■ **WHAT TO DO**
Could you arrange the listing below as a Markdown table with the columns n and Line, starting with the line that contains "vegetation, shaped like this sample" and going on through the line that contains "Query: arid hillside", with blank lines left out?

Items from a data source
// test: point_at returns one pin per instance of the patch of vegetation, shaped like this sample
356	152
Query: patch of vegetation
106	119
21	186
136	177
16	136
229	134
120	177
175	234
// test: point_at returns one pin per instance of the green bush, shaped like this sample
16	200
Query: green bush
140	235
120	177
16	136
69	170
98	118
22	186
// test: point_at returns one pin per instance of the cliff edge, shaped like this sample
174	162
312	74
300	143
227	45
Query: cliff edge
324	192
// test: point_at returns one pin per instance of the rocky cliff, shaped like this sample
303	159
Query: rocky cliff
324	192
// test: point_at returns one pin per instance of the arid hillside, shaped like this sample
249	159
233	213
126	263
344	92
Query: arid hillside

---

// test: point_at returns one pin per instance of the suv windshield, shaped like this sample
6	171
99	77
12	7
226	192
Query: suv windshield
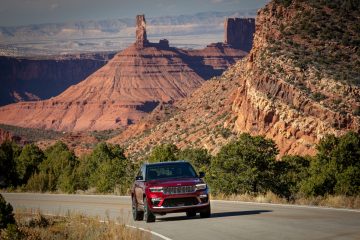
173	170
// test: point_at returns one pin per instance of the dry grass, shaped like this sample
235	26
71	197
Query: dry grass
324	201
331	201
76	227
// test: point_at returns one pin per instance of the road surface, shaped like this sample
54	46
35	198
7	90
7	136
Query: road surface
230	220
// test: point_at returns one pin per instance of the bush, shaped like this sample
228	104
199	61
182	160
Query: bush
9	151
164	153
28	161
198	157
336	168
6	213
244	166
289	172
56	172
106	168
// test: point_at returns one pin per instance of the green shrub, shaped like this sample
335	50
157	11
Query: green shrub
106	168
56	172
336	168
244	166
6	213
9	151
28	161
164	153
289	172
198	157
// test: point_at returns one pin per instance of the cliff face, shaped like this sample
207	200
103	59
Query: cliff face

■ **TASK SOLUTION**
| n | Line |
|---|---|
| 1 | // test: point_at returns one pin per instance of the patch of vegetation, shaped like this sample |
| 2 | 356	152 |
| 3 | Query: patch of vegetation |
| 4 | 106	119 |
| 5 | 21	186 |
| 6 | 136	177 |
| 7 | 16	136 |
| 8 | 229	134 |
| 9 | 120	177 |
| 10 | 175	234 |
| 11 | // test: point_at returns one pin per instance of the green bush, shaped like this sample |
| 12 | 16	200 |
| 13 | Query: green bush |
| 14 | 140	235 |
| 15 | 120	177 |
| 16 | 16	136 |
| 17 | 69	170 |
| 18 | 98	118 |
| 19 | 22	186 |
| 20 | // test: point_at returns one pin per instance of the cliff edge, shaped like this sample |
| 21 | 174	162 |
| 22 | 312	74 |
| 23 | 300	143 |
| 24 | 227	45 |
| 25 | Query: cliff edge |
| 26 | 324	192 |
| 27 | // test: point_at returns one pin per instance of the rocky cliff, shaped like this sample |
| 28 | 303	159 |
| 29 | Query: rocky cliff |
| 30 | 324	192 |
| 31 | // test: point_at returns one pin per instance of the arid hillside, shaped like this sample |
| 32 | 249	159 |
| 33 | 233	213 |
| 34 | 126	263 |
| 35 | 344	92 |
| 36 | Query: arid hillside |